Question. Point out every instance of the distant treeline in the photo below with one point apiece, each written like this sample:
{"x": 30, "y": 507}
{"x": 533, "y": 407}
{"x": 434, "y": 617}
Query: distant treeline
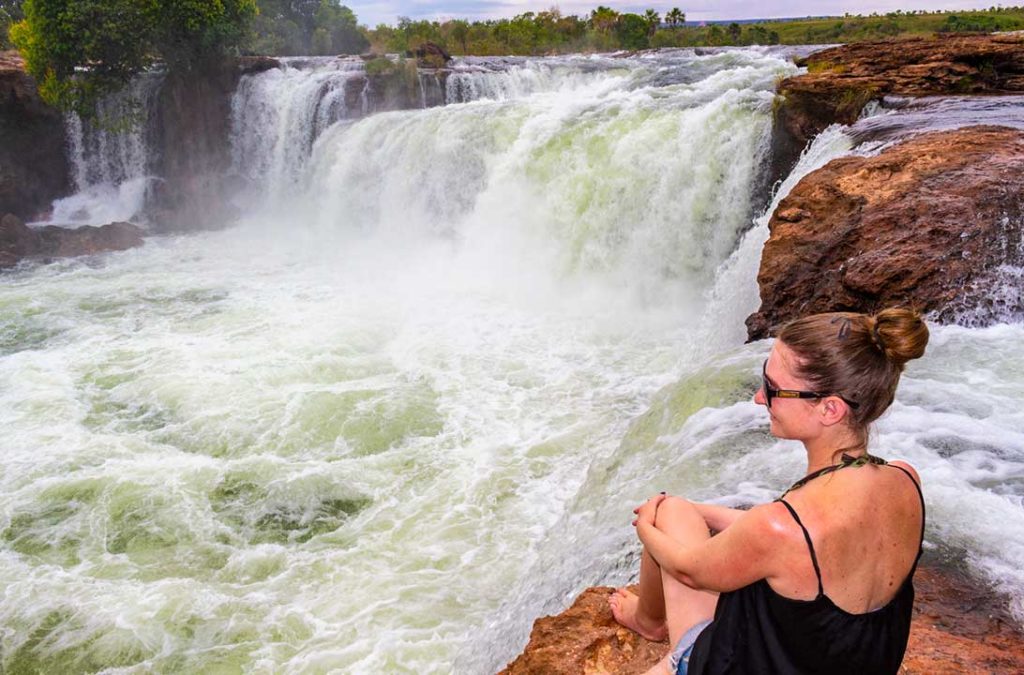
{"x": 327, "y": 27}
{"x": 605, "y": 29}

● ● ●

**Exercise instructions:** Rewrite all the lines above, replacing "distant treeline" with "far-off tree line" and keeping everything else the same. Leave out the pictures.

**Exercise output:**
Question. Point out every instance of the far-off tree line in the photo below with one point apiece, each written like this sample:
{"x": 30, "y": 507}
{"x": 533, "y": 407}
{"x": 434, "y": 617}
Query: far-off tree line
{"x": 327, "y": 27}
{"x": 605, "y": 29}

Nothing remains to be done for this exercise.